■ Extract
The article “Known Unknowns,” by Alex Debs and Nuno Monteiro (DM), newly released electronically by International Organization in advance of its publication this fall, is an important addition to the bargaining theory of war and adds new insights to the causes of the Iraq War of 2003. Since DM challenge several points in my International Security article (PDF) on bargaining theory and the Iraq War, let me respond briefly.
The key innovation in the model is that investments in military capabilities by the Target (T, Iraq in the case) produce changes in the probability of military victory only with some lag, thus openning a window for the Deterer (D, the U.S.) to launch a preventive war. The lower the costs of war, the more uncertain D is about T’s program, and the more effective the war is likely to be in eliminating the threat to D, the greater the chance of preventive war and the greater the likelihood that the war will be mistaken. This is a nice addition to the basic bargaining model with important implications that go beyond the Iraq case on which the theory is based.
From the outset, I want to clarify that we agree far more than we disagree, including about the central tension between Iraq and the U.S., the effects of 9/11 on the timing of the Iraq War, and the difference between Iraq and North Korea. Debs and Monteiro engage in the product differentiation usual in academic scholarship — highlighting differences rather than commonalities — but the latter are large and overwhelm the points of disagreement, in my view.

■ Extracted data
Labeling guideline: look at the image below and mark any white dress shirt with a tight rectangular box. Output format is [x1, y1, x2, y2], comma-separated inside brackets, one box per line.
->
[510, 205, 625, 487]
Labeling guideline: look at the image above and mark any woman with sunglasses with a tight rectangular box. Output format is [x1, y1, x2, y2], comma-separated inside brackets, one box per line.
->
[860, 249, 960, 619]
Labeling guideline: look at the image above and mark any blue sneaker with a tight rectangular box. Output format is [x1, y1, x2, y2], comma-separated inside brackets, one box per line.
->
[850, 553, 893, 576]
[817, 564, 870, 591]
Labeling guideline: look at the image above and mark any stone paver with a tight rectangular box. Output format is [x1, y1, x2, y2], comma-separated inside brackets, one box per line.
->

■ Required task
According to the response on bargaining theory and the Iraq War, which journal released "Known Unknowns" electronically ahead of its print publication?

■ Result of this exercise
International Organization